Would you reproduce all of the entries below, character for character?

▼

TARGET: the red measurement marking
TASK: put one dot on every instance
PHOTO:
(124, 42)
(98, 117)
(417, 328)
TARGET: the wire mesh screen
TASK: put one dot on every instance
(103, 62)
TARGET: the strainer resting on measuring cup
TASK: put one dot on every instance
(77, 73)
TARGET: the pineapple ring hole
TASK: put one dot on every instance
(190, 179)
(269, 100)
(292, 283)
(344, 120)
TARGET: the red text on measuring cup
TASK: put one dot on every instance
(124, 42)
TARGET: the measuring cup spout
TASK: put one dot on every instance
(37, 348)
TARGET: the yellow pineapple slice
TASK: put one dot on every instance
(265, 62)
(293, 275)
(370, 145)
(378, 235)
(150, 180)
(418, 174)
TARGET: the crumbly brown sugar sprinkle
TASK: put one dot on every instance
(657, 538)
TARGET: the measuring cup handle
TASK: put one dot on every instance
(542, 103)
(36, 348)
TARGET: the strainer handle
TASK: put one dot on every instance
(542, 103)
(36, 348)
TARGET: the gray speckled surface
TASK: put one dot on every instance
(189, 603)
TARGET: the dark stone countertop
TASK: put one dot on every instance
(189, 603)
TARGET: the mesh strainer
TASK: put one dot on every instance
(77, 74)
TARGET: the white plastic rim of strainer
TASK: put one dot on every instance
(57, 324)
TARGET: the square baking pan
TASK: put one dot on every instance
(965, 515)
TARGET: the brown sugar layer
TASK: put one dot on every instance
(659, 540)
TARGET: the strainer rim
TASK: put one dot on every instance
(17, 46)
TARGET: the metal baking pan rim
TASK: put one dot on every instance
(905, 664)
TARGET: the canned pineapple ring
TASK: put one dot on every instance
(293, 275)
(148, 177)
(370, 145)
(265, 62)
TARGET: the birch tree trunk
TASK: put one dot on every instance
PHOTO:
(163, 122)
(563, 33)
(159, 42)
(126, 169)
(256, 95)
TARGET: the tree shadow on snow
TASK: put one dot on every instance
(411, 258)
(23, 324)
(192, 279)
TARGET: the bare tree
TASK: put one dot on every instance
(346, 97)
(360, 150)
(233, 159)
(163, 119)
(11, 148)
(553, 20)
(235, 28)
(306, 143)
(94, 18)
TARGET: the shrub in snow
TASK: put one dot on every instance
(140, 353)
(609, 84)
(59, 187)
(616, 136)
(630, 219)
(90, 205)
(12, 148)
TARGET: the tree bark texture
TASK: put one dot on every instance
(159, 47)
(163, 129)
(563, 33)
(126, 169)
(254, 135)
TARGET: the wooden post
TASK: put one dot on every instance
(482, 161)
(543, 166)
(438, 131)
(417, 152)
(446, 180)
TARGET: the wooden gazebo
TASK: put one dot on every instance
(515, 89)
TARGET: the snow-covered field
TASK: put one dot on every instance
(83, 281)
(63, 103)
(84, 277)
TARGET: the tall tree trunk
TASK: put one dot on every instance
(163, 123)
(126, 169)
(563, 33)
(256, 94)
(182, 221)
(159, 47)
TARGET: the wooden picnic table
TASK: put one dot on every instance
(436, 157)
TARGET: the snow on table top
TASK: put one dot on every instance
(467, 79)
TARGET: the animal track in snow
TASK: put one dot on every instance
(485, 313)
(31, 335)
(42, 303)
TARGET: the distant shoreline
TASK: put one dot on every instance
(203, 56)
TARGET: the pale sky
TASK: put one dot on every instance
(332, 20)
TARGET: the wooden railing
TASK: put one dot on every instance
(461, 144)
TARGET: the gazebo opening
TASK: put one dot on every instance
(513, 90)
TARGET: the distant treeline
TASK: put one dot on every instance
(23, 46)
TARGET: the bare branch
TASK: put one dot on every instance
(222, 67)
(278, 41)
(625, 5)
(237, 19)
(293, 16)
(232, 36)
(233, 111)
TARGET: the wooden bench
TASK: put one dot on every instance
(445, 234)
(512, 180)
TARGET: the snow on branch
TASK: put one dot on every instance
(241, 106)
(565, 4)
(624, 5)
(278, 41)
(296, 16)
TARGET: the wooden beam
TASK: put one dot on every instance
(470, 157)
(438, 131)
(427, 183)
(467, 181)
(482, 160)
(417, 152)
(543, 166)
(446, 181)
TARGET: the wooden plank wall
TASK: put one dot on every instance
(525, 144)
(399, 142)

▲

** EXERCISE RESPONSE **
TARGET: the red measurement marking
TASK: put one dot on every instance
PHOTO:
(124, 42)
(98, 117)
(417, 328)
TARGET: the wire mesh screen
TASK: put one dot on every instance
(103, 62)
TARGET: the strainer resting on measuring cup
TASK: put one dot on every instance
(77, 73)
TARGET: the pineapple ring hole
TASK: put one dot on every instance
(190, 179)
(269, 100)
(292, 283)
(344, 120)
TARGET: the red text on measuring cup
TASK: put one dot on every instance
(124, 42)
TARGET: the measuring cup spout
TASK: put one dot on every instance
(37, 348)
TARGET: the yellow pineapple slice
TASK: put one dot on every instance
(265, 62)
(293, 275)
(370, 145)
(378, 235)
(150, 180)
(418, 174)
TARGET: the crumbly brown sugar sprinkle
TASK: put one dot on every instance
(657, 538)
TARGET: the measuring cup handle
TASK: put one dot on every instance
(542, 103)
(36, 348)
TARGET: the strainer handle
TASK: put one dot on every instance
(542, 103)
(36, 348)
TARGET: the gray speckled surface
TASK: put one dot on every instance
(189, 603)
TARGET: the dark stone countertop
TASK: put one dot on every instance
(189, 603)
TARGET: the mesh strainer
TASK: put one dot on every instance
(77, 74)
TARGET: the white plastic rim of strainer
TASK: put one dot on every instance
(57, 324)
TARGET: the square baking pan
TASK: put one dot on every instance
(965, 515)
TARGET: the brown sugar layer
TASK: put one dot on every instance
(659, 540)
TARGET: the strainer rim
TASK: put one dot on every instance
(17, 46)
TARGET: the metal baking pan rim
TASK: put one dot on every instance
(905, 664)
TARGET: the canned pineapple ring
TASK: put one dot on every instance
(293, 275)
(148, 177)
(370, 145)
(265, 62)
TARGET: the birch tree trunk
TASK: put one dot on every instance
PHOTO:
(163, 122)
(563, 33)
(159, 42)
(126, 169)
(256, 95)
TARGET: the tree shadow on snow
TASK: put one dot on every instance
(411, 258)
(23, 324)
(192, 279)
TARGET: the bare tree
TASK: put one dot on every instance
(346, 97)
(360, 150)
(233, 159)
(163, 119)
(11, 148)
(553, 20)
(235, 28)
(306, 143)
(94, 18)
TARGET: the shrub in snow
TASK: put one dot on every instance
(140, 353)
(609, 84)
(59, 187)
(616, 136)
(630, 219)
(90, 205)
(12, 148)
TARGET: the tree bark texture
TASK: put one dot on every instance
(159, 47)
(163, 129)
(563, 33)
(126, 169)
(254, 135)
TARGET: the wooden post
TASK: put one dot on every instance
(482, 161)
(543, 166)
(438, 131)
(417, 152)
(446, 180)
TARGET: the wooden gazebo
TASK: put one dot on every instance
(515, 89)
TARGET: the snow-covered field
TASK: put one dot on every instance
(83, 281)
(63, 103)
(84, 277)
TARGET: the tall tree trunk
TASK: put one dot on every instance
(163, 123)
(126, 169)
(563, 33)
(256, 94)
(182, 221)
(159, 47)
TARGET: the wooden picnic table
TASK: put one dot on every instance
(436, 157)
TARGET: the snow on table top
TASK: put one dot on every instance
(467, 79)
TARGET: the animal track in snow
TASK: put one dot on every instance
(485, 313)
(31, 335)
(42, 303)
TARGET: the distant shoreline
TASK: put one dot on every instance
(203, 56)
TARGET: the pale sky
TASK: put one dot on every instance
(332, 20)
TARGET: the wooden railing
TASK: put one dot on every instance
(461, 144)
TARGET: the gazebo opening
TASK: put one dot on every instance
(513, 90)
TARGET: the distant treeline
TASK: put one dot on every instance
(23, 46)
TARGET: the bare branch
TASK: put one dot on every instance
(222, 67)
(278, 41)
(625, 5)
(237, 19)
(293, 16)
(232, 36)
(233, 111)
TARGET: the wooden bench
TASK: put one dot on every instance
(445, 234)
(512, 180)
TARGET: the snow on branch
TASK: put one dot on every instance
(241, 106)
(565, 4)
(624, 5)
(278, 41)
(296, 16)
TARGET: the wooden beam
TASK: put one dot on every instance
(470, 157)
(438, 131)
(427, 183)
(467, 181)
(482, 160)
(417, 152)
(543, 166)
(446, 181)
TARGET: the wooden plank wall
TASK: put one dot on every instance
(525, 144)
(399, 142)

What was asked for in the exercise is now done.